Notes for Formal Epistemology, Week 3

In some circles (including my idiolect many days of the week), the expressions "null set" and "empty set" are used interchangeably. But you should be aware that in set theory and measure theory, these have different meanings. A set with no elements, notated as {} or ∅, is properly called an "empty set". A "null set" is a broader notion, most generally meaning a set whose measure is 0. The empty set is one such, but there can be others too. You can read more here.

There's also the notion of a "negligible set". This is any subset of a null set. It will either have measure 0 (and so also be a null set) or be non-measurable.
In class, I mentioned the Lebesgue measure, which assigns to every real interval [a..b] the measure b-a. We said that (given the axiom of uncountable choice) some subsets of the reals aren't Lebesgue measurable. Here's what may be the most accessible example. (I'm not expecting most members of the seminar to understand how that works.)
Whether a set is measurable depends on the measure you're working with. Some measures are defined on every subset of the reals: for instance, the counting measure, which assigns to every finite set its cardinality, and to every non-finite set the measure ∞. Or an analogous measure, which assigns measure 0 to the empty set, and measure ∞ to every other subset of the reals. When we talk about some sets being non-measurable, that's relative to some assumed measure, such as the Lebesgue measure.
In order to work around the difficulties with non-measurable sets, measure theory (including probability theory more specifically) says that measures are defined only on certain well-behaved collections of sets. In order for the machinery of measure theory to work, these collections have to have a certain structure. The way that structure is standardly guaranteed is by saying: let Ω be some set, and let 𝓕 be an algebra (or a sigma-algebra) over Ω. What that means is that 𝓕 is a set of subsets of Ω, that includes ∅ and is closed under complementation and finite union (if 𝓕 is a sigma-algebra, it's also closed under countable union). These conditions entail that 𝓕 also includes the whole set Ω and is closed under intersection. The sets in 𝓕 are sometimes called the "admissible" subsets of Ω. Measures are defined on the elements of 𝓕.

The combination of Ω and 𝓕 is standardly called a "field of sets". Many authors also call 𝓕 itself a field (or sigma-field).

When we are dealing specifically with a probability measure, then the elements of Ω are called outcomes, or experimental results, or (most specific) possibilities. We assume that reality chooses exactly one of these. Ω itself is usually called a "sample space"; it may be labeled with S, W, or U instead of Ω. In the more general setting where we're working with other measures, the elements of Ω may be called points. (Some authors apply the term "sample space" to the combination of Ω and 𝓕, rather than to Ω alone.)

Items from a labeling collection:
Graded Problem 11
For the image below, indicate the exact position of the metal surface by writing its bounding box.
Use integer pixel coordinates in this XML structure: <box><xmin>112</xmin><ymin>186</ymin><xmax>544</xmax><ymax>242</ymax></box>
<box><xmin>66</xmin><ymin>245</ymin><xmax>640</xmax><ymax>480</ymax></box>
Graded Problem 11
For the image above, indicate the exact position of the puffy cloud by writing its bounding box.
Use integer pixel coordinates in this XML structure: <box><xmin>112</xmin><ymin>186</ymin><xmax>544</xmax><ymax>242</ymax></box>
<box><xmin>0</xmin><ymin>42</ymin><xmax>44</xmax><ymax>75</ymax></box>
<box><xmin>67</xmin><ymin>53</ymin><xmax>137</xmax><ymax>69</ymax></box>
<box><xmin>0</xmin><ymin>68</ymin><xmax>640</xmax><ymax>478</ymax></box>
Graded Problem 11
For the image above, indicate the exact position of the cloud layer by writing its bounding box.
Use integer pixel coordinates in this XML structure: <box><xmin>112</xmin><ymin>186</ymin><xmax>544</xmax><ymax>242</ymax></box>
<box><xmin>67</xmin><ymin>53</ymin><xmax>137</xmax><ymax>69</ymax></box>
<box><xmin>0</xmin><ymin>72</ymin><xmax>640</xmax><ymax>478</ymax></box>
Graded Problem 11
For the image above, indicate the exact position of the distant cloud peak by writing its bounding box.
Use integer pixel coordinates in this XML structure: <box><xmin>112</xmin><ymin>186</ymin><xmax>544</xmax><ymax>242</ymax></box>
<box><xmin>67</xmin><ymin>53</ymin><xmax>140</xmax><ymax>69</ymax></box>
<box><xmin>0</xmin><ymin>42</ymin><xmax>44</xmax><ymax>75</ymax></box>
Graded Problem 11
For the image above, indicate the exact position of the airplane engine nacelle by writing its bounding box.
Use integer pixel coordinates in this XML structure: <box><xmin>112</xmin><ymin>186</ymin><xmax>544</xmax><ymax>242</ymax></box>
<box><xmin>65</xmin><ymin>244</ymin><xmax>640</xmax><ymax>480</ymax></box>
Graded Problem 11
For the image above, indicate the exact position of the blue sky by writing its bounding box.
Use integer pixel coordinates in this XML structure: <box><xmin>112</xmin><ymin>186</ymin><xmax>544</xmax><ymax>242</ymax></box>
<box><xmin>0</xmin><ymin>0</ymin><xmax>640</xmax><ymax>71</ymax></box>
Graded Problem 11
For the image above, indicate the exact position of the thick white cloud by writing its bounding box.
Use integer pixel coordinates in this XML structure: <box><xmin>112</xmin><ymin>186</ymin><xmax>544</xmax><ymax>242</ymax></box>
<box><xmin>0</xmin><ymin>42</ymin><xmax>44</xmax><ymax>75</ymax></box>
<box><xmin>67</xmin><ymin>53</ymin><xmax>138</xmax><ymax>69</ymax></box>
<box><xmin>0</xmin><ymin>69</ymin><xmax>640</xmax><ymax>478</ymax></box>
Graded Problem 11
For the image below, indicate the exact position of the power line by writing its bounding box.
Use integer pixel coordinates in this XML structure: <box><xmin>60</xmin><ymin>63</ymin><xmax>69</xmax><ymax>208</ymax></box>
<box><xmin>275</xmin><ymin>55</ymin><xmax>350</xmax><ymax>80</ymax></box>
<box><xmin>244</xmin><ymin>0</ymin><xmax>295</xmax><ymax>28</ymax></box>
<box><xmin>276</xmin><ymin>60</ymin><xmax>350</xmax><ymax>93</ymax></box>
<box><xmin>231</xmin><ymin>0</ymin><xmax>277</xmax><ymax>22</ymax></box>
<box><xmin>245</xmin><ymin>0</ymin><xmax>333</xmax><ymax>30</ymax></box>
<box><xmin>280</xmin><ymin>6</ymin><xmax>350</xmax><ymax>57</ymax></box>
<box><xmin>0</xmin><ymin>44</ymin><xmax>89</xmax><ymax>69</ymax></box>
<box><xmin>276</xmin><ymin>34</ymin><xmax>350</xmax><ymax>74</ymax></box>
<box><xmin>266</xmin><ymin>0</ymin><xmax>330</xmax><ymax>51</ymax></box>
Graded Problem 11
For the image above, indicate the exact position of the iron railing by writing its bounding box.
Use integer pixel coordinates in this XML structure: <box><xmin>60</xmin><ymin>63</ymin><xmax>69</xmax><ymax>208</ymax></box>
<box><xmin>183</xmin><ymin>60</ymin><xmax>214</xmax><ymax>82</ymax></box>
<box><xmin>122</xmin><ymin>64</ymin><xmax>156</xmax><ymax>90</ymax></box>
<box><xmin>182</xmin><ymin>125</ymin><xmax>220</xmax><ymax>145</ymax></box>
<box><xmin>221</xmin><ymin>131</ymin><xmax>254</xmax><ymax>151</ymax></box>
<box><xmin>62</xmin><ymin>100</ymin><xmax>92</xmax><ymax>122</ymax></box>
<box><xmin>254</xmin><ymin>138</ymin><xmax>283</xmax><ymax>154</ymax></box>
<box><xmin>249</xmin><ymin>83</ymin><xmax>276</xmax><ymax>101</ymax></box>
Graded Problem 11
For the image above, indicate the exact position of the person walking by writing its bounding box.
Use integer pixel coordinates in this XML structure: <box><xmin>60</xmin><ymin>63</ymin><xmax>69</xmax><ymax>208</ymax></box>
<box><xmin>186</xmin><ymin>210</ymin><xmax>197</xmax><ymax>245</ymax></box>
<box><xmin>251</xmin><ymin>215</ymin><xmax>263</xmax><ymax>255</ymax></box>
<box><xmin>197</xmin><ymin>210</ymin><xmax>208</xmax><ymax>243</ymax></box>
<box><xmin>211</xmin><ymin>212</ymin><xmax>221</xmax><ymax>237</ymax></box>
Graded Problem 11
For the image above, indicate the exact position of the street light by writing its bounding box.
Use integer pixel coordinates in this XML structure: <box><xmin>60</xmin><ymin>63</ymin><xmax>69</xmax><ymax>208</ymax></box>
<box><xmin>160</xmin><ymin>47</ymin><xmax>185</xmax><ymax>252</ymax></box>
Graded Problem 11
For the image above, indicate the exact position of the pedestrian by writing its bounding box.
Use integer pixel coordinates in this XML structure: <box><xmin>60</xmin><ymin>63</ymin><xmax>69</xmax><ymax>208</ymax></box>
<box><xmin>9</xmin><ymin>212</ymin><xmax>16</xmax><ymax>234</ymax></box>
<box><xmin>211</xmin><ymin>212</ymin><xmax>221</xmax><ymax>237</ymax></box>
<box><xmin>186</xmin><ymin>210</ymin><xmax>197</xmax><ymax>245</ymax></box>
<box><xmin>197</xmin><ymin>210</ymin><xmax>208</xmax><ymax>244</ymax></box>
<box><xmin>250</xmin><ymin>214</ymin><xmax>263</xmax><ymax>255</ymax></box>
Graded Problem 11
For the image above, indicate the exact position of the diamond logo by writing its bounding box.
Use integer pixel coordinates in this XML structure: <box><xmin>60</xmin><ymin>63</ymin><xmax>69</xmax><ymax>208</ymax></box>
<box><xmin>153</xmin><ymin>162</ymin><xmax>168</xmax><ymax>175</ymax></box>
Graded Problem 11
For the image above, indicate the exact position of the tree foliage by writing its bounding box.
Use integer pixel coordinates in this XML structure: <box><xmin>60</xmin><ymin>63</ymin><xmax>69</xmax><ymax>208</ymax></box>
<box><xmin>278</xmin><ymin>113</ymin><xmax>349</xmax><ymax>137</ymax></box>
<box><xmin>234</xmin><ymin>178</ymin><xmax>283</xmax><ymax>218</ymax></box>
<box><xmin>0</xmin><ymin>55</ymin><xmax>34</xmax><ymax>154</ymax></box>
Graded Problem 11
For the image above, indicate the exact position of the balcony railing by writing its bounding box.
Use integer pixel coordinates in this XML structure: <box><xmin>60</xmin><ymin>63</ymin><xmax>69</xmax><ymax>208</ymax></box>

_Exercises to complete_
1. Which distinct terms do the seminar notes place inside double quotation marks? List each one once.
2. Reproduce the seminar notes word for word, starting at "Notes for Formal" and ending at "read more here.".
3. Extend the seminar notes on measure theory and probability beyond their final sentence.
This material has no connection to the seminar notes.

_Results for each task_
1.
null set
empty set
negligible set
admissible
field of sets
sample space

2.
Notes for Formal Epistemology, Week 3

In some circles (including my idiolect many days of the week), the expressions "null set" and "empty set" are used interchangeably. But you should be aware that in set theory and measure theory, these have different meanings. A set with no elements, notated as {} or ∅, is properly called an "empty set". A "null set" is a broader notion, most generally meaning a set whose measure is 0. The empty set is one such, but there can be others too. You can read more here.

3.
When dealing with probability measures, the elements of 𝓕 (which will be subsets of Ω) are called events or hypotheses. In the more general setting, they may be called complexes.

The combination of Ω and 𝓕 together is often called a "measurable space". But this terminology can be misleading. Our definition of an algebra only specified what subsets of Ω have to be included; it doesn't force us to exclude any subsets. So 𝓕 could be the power set of Ω. And if Ω is the reals, then for many measures of interest, it won't be possible to define them on all elements of 𝓕. (In other words, a collection of measurable subsets of Ω must be an algebra over Ω, but the converse is not true.) In practice, I guess that people would only call the combination of Ω and 𝓕 a measurable space when the measure they're interested in can be defined on all elements of 𝓕.

The combination of Ω and 𝓕 plus a measure µ defined on 𝓕 is called a "measure space", or a "probability space" when the measure is a probability measure.

When you have only a finite or countably infinite number of outcomes in the sample space Ω, you may see talk of a "probability mass function" defined on them, which will ground the assignment of probabilities to singleton sets of those outcomes. In cases where the sample space is continuous, you may instead see talk of its "probability density function," and the probabilities of individual outcomes, when defined at all, will usually be 0. (There's also a more general notion of a "cumulative distribution function" which can be defined in a broader range of cases.) Classical probability theory as developed by Fermat, Pascal, and Huygens in the 17th century, through to LaPlace in the 19th century, was focused on the former, "discrete" case. Modern probability theory as developed by Kolmogorov in the 1930s gave a unified treatment of the discrete and continuous cases. (And also mixed cases. An experiment may involve tossing a coin: if it comes up heads, we stop; if it comes up tails, we spin a dial which can stop at any angular position.)
When working with discrete outcomes, it will often be natural to define the sample space in such a way that each outcome is equally probable. But there's no requirement to do this, and sometimes it won't even be possible. Here's a case to think about: your experiment involves throwing a thumbtack in the air and seeing how it lands. One outcome is that the point touches the ground (usually because the thumbtack is on its side); another is that the thumbtack lands on its back with the point upward. There's nothing wrong with these being our two outcomes, even if they don't happen to be (or we don't have reason to think they are) equally likely.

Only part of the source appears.